TEXT SHOWN »
-------
Cranwell J, Britton J, Bains M. Int. J. Behav. Med. 2016; 24(1): 66-76.

Affiliation

Division of Epidemiology and Public Health, Clinical Sciences Building, Nottingham City Hospital, UK Centre for Tobacco and Alcohol Studies, University of Nottingham, Nottingham, NG5 1PB, UK.

Copyright

(Copyright © 2016, International Society of Behavioral Medicine, Publisher Holtzbrinck Springer Nature Publishing Group)

DOI

10.1007/s12529-016-9578-3

PMID

27601057

Abstract

PURPOSE: The purpose of the present study is to describe the portrayal of alcohol content in popular YouTube music videos.

METHOD: We used inductive thematic analysis to explore the lyrics and visual imagery in 49 UK Top 40 songs and music videos previously found to contain alcohol content and watched by many British adolescents aged between 11 and 18 years and to examine if branded content contravened alcohol industry advertising codes of practice.

RESULTS: The analysis generated three themes. First, alcohol content was associated with sexualised imagery or lyrics and the objectification of women. Second, alcohol was associated with image, lifestyle and sociability. Finally, some videos showed alcohol overtly encouraging excessive drinking and drunkenness, including those containing branding, with no negative consequences to the drinker.

CONCLUSION: Our results suggest that YouTube music videos promote positive associations with alcohol use. Further, several alcohol companies adopt marketing strategies in the video medium that are entirely inconsistent with their own or others agreed advertising codes of practice. We conclude that, as a harm reduction measure, policies should change to prevent adolescent exposure to the positive promotion of alcohol and alcohol branding in music videos.
-------
DATA »

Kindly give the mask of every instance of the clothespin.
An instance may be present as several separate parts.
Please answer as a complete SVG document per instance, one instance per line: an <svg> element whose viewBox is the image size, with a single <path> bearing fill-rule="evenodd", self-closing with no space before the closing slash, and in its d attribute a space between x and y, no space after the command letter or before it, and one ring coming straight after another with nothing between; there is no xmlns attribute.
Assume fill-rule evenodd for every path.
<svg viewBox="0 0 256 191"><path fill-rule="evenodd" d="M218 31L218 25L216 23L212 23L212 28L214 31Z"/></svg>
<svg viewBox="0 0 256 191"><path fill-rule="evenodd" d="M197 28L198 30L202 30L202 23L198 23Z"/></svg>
-------
TASK DESCRIPTION » From the abstract on alcohol in YouTube music videos, list each theme that the analysis generated.

ANSWER BOX »
- Alcohol content was associated with sexualised imagery or lyrics and the objectification of women.
- Alcohol was associated with image, lifestyle and sociability.
- Some videos, including those containing branding, showed alcohol overtly encouraging excessive drinking and drunkenness, with no negative consequences to the drinker.